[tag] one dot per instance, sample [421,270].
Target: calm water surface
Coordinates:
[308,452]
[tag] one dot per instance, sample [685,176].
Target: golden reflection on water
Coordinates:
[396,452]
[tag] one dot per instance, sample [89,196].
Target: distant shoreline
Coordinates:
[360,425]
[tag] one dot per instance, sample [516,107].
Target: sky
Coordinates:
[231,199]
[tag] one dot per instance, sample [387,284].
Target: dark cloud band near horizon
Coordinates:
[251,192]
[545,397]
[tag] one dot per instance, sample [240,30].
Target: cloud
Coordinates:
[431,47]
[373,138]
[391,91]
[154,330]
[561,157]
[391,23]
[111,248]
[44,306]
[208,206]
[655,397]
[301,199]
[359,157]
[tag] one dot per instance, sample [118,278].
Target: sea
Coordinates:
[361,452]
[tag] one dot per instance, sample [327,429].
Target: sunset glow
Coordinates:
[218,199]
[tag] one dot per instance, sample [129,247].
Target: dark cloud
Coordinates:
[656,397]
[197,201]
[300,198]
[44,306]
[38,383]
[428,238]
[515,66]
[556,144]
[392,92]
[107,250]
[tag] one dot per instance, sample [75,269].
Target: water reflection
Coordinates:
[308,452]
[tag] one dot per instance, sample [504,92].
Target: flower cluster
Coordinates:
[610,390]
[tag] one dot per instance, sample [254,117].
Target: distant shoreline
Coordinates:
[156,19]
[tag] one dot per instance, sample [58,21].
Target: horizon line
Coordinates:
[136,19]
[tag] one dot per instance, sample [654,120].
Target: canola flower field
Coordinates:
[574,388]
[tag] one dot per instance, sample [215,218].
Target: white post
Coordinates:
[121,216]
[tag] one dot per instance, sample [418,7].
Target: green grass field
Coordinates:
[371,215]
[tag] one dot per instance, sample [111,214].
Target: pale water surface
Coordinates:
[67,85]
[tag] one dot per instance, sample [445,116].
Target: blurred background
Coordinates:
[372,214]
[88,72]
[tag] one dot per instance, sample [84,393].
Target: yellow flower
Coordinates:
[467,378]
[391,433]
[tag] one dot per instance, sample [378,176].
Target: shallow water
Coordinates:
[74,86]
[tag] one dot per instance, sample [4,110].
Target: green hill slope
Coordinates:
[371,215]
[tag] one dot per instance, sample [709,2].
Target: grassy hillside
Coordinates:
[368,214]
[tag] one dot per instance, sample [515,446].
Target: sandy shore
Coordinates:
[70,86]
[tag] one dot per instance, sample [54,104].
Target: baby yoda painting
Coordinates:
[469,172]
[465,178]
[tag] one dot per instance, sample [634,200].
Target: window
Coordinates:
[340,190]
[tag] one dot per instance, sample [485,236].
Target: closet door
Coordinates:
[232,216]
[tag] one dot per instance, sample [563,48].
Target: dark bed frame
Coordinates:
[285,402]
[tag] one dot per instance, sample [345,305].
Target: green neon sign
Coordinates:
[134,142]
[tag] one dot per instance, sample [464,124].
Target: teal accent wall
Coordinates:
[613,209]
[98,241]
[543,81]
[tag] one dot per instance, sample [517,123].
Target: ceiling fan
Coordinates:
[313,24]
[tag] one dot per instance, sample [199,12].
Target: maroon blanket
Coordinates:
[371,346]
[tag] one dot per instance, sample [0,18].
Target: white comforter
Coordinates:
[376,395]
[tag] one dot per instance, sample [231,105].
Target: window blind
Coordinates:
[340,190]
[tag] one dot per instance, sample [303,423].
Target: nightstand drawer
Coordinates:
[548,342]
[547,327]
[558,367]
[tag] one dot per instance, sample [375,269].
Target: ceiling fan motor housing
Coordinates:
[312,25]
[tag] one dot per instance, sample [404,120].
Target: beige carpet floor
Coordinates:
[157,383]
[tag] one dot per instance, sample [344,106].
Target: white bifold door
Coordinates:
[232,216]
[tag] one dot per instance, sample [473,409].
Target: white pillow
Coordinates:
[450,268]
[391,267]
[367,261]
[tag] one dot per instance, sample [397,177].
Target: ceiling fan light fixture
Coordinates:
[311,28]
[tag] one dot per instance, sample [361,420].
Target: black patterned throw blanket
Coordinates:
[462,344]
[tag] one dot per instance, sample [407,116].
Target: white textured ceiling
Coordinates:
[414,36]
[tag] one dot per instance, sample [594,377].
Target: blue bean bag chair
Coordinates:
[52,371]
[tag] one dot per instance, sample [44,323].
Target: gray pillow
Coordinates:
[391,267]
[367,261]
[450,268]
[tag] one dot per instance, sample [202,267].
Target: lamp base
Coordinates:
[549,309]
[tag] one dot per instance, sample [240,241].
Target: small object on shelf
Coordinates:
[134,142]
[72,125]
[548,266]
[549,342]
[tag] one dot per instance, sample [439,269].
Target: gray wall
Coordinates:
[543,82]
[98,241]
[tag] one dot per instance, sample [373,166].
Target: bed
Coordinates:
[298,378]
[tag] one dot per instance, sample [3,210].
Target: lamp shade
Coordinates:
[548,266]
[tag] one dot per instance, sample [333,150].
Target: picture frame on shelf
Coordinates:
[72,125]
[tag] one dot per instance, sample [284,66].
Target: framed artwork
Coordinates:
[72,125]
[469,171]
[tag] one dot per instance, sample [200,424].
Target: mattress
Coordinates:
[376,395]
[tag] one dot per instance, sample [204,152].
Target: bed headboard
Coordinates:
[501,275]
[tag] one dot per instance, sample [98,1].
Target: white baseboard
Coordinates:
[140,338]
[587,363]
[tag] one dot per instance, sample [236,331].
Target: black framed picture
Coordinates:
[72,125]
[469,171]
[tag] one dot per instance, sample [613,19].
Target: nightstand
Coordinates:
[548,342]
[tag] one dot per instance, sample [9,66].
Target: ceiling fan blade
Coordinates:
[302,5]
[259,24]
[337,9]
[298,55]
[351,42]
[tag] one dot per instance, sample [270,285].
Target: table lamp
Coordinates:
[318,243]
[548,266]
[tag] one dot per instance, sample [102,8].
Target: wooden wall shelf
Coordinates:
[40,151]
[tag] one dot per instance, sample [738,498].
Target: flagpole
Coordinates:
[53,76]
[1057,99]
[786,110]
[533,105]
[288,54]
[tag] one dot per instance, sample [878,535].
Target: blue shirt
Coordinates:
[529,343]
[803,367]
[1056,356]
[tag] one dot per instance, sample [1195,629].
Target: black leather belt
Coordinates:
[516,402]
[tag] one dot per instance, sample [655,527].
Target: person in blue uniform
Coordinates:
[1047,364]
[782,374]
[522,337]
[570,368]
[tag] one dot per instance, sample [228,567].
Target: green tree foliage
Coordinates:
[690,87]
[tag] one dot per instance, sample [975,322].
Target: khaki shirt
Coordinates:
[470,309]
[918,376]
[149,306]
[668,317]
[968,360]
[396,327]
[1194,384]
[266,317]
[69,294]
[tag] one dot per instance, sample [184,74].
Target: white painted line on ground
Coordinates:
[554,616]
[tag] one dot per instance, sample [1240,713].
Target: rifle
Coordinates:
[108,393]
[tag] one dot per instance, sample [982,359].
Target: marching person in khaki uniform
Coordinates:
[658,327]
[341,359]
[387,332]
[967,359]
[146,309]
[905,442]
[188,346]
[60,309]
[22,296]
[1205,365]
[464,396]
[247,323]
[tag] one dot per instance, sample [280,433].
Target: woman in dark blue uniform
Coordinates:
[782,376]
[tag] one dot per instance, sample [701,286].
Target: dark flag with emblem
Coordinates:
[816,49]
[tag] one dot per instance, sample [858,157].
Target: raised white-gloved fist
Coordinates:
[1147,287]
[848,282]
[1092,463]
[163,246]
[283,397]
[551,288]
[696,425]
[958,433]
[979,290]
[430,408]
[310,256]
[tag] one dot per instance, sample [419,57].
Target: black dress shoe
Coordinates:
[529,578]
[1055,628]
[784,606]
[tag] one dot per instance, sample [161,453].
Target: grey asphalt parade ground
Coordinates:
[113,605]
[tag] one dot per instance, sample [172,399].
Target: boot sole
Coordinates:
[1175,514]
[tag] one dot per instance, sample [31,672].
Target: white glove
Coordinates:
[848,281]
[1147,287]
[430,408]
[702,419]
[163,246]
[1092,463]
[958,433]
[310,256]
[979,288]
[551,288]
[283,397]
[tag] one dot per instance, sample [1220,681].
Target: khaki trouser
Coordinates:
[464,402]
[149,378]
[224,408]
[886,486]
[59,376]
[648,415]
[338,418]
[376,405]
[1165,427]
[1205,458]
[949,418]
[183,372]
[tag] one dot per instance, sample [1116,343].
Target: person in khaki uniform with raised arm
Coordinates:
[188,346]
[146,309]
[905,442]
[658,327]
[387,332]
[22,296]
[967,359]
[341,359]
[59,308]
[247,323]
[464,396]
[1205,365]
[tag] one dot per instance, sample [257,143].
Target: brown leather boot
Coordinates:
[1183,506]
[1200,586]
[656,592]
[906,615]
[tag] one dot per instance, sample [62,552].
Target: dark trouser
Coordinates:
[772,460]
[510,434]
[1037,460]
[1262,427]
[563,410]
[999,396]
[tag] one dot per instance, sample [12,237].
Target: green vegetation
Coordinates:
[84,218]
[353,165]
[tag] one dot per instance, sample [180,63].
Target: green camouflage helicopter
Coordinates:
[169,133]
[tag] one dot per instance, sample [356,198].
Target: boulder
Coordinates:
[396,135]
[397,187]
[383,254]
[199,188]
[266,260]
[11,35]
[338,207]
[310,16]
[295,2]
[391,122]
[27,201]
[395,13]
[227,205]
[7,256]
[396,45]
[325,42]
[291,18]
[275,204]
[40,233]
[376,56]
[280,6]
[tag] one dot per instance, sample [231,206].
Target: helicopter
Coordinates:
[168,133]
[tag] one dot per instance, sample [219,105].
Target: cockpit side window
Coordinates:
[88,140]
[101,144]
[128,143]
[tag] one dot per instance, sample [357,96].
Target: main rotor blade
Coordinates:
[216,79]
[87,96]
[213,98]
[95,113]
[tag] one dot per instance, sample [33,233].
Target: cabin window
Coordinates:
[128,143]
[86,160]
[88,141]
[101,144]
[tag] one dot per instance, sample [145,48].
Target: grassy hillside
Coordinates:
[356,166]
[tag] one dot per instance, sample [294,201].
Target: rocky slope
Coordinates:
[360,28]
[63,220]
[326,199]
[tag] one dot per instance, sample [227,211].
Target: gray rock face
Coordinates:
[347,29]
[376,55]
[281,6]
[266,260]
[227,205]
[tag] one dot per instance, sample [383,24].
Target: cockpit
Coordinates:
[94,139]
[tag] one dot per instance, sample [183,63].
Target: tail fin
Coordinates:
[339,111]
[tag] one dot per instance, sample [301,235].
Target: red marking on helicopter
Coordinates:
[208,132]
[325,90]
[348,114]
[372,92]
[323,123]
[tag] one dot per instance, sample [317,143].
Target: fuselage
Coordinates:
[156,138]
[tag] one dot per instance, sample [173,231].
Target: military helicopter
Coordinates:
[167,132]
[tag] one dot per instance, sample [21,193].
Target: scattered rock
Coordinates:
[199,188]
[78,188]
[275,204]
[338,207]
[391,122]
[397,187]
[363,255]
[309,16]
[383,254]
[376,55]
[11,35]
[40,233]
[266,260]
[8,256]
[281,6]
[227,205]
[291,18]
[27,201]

^^^^^^^^

■ **Exercise details**: Give again the lines from the line holding "[tag] one dot per instance, sample [231,206]." through the close of the listing, both included, exactly as written and with nothing else.

■ **Response to the task**:
[tag] one dot per instance, sample [231,206].
Target: helicopter
Coordinates:
[168,133]
[tag] one dot per instance, sample [219,105].
Target: cockpit side window
Coordinates:
[88,140]
[101,144]
[128,143]
[tag] one dot per instance, sample [357,96].
Target: main rotor blade
Coordinates:
[216,79]
[87,96]
[213,98]
[95,113]
[tag] one dot per instance, sample [33,233].
Target: cabin window
Coordinates:
[128,143]
[86,160]
[88,141]
[101,144]
[tag] one dot per instance, sample [145,48].
Target: grassy hillside
Coordinates:
[356,166]
[tag] one dot per instance, sample [294,201].
Target: rocky slope
Coordinates:
[360,28]
[63,220]
[326,199]
[tag] one dot per instance, sample [227,211].
Target: gray rock face
Coordinates:
[347,29]
[376,55]
[281,6]
[266,260]
[227,205]
[tag] one dot per instance, sample [383,24].
Target: cockpit
Coordinates:
[94,139]
[tag] one dot per instance, sample [183,63].
Target: tail fin
Coordinates:
[339,111]
[tag] one dot per instance, sample [301,235].
Target: red marking on helicopter
Coordinates:
[208,132]
[325,90]
[348,114]
[372,92]
[323,123]
[tag] one dot per instance, sample [317,143].
Target: fuselage
Coordinates:
[156,138]
[tag] one dot per instance, sample [173,231].
Target: military helicopter
Coordinates:
[167,132]
[tag] one dot per instance, sample [21,193].
Target: scattered rock
Coordinates:
[199,188]
[78,188]
[275,204]
[338,207]
[391,122]
[397,187]
[363,255]
[309,16]
[383,254]
[376,55]
[11,35]
[40,233]
[266,260]
[8,256]
[281,6]
[227,205]
[291,18]
[27,201]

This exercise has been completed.